● **Exercise aim**: Whenever the string "sandstone" appears in a line below, please copy the line out.

● **Data listing**:
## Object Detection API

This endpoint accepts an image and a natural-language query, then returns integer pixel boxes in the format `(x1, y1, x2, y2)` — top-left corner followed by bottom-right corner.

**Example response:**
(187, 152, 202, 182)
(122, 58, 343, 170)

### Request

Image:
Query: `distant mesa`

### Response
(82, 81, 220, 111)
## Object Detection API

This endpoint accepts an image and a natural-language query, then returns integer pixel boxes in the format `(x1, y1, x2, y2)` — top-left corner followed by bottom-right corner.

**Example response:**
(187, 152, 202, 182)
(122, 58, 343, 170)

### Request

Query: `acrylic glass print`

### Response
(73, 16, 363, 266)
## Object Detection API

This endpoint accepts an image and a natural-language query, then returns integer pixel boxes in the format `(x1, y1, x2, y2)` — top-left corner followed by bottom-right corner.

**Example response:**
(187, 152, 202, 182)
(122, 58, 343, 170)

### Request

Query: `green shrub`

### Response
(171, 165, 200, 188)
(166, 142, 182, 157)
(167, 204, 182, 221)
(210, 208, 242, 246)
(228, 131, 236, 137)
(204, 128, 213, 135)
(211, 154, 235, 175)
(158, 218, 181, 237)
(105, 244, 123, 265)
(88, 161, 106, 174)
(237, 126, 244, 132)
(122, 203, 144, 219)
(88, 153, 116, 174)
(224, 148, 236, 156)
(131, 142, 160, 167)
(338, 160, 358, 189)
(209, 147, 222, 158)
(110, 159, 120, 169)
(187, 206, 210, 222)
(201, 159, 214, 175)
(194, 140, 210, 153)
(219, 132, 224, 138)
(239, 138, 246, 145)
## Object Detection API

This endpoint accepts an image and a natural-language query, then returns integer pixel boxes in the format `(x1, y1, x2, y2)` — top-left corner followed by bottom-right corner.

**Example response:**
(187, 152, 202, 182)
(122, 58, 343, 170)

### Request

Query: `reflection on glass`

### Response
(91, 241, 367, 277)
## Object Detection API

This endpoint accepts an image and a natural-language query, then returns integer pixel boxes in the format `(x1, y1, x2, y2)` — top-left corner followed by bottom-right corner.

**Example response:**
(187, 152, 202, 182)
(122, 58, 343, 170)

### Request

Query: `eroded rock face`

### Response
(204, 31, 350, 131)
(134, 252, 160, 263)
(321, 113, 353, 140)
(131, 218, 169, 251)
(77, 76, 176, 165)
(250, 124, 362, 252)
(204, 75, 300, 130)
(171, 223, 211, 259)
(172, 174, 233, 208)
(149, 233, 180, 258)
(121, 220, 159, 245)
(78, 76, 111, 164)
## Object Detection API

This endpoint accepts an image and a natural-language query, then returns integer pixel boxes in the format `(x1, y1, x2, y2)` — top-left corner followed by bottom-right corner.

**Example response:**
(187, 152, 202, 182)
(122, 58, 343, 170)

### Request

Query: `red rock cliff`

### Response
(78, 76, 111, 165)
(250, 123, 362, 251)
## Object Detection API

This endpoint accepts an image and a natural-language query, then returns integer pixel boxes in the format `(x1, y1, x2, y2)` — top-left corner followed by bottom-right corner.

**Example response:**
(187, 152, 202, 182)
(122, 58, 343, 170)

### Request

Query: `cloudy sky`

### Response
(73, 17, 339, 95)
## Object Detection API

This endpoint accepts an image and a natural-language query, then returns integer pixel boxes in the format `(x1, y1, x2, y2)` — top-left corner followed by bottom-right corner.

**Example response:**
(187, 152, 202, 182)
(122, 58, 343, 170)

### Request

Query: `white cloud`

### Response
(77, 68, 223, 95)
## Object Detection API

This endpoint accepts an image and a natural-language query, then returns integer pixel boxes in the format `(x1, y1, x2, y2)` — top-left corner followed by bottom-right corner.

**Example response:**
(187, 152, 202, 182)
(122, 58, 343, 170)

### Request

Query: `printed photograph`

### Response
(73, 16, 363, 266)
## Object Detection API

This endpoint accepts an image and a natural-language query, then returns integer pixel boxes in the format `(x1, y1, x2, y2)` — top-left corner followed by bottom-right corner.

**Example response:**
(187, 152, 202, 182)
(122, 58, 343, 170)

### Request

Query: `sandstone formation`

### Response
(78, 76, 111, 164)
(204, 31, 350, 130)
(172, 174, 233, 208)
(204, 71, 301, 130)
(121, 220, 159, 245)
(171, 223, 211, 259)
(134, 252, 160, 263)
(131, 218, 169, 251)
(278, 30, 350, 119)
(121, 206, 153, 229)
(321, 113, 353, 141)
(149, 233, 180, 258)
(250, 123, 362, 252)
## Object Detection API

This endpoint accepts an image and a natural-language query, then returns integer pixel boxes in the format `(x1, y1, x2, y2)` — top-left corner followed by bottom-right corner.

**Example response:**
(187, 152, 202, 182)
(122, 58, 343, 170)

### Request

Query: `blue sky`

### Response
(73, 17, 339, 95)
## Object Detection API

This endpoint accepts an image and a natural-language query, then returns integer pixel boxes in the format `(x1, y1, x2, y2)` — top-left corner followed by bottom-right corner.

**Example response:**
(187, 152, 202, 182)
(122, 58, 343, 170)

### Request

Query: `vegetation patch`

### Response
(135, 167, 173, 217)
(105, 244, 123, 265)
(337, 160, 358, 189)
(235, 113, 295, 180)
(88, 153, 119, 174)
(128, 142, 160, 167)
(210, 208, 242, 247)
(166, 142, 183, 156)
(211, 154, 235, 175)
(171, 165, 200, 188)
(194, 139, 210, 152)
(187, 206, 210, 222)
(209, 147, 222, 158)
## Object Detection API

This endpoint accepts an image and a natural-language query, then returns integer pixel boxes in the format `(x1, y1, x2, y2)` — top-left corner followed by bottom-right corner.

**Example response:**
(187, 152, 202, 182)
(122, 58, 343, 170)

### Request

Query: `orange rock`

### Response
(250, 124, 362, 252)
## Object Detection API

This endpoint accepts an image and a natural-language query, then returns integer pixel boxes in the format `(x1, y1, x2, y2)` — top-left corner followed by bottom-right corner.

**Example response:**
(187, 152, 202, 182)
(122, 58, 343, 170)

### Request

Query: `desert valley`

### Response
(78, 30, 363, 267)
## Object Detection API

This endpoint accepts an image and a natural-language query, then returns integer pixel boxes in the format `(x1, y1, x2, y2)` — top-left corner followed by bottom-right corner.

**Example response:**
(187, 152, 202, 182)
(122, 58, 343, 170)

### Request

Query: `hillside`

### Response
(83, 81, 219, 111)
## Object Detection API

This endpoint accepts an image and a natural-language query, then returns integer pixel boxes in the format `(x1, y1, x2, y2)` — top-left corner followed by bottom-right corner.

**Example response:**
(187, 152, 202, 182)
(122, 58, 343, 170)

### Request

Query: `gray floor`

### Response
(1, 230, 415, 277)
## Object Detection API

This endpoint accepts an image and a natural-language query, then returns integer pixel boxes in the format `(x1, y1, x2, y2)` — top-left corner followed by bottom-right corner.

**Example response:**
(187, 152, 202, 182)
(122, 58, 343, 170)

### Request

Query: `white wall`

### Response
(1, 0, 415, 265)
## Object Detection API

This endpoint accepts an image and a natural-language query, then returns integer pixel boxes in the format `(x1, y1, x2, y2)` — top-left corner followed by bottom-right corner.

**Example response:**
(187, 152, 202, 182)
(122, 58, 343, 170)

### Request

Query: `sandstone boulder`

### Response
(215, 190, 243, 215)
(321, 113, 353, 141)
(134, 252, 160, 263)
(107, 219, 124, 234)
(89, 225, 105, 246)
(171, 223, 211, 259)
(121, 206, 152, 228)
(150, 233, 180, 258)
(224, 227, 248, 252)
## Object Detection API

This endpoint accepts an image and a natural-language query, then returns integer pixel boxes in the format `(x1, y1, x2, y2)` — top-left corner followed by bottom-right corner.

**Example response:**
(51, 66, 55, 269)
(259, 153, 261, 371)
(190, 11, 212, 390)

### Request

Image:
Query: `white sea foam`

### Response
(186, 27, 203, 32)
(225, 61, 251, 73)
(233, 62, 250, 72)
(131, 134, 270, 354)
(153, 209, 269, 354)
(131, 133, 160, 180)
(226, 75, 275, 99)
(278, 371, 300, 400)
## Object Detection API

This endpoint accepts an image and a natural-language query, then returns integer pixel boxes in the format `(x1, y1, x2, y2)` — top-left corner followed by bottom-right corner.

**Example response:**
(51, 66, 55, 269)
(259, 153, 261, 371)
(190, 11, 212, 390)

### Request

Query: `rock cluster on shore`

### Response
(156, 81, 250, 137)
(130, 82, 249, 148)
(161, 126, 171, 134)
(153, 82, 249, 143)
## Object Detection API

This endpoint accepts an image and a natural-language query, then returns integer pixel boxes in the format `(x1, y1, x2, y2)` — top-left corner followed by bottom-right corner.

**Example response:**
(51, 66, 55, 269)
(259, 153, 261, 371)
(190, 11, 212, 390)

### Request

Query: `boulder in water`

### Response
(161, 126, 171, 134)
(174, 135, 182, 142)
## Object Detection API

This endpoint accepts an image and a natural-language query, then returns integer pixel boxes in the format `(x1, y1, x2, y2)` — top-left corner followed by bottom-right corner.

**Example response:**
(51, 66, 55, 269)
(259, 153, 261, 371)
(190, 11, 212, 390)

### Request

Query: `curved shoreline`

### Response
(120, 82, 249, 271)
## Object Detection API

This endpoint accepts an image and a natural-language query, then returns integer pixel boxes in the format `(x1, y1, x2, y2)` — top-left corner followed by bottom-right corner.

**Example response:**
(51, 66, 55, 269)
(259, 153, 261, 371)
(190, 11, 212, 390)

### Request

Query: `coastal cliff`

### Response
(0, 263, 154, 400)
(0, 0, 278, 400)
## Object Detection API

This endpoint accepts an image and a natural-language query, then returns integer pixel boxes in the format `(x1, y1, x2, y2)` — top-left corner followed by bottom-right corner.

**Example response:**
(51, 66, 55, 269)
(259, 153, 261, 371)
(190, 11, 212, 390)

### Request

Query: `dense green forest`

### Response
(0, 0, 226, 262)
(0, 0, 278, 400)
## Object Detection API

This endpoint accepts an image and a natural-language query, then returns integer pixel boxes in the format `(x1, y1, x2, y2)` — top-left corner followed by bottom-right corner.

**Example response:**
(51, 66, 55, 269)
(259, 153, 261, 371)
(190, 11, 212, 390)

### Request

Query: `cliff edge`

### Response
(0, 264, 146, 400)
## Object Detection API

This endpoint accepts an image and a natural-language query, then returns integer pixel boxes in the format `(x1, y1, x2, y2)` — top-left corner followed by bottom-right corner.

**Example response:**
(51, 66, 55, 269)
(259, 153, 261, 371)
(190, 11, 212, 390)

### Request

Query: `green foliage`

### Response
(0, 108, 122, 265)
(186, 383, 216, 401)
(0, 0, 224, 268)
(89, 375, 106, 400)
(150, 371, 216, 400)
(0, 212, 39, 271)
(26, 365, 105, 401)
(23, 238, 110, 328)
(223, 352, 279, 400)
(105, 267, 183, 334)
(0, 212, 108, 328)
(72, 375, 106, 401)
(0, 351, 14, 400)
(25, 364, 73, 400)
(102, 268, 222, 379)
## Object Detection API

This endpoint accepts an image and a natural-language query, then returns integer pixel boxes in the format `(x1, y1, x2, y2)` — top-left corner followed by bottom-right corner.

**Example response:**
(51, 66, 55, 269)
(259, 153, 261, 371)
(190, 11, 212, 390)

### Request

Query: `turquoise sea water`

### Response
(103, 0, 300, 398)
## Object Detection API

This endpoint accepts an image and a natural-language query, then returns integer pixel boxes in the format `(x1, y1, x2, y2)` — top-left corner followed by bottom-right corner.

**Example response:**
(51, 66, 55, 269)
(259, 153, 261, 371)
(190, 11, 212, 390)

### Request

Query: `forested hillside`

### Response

● **Problem solution**:
Query: `sandstone formation`
Query: `sandstone boulder`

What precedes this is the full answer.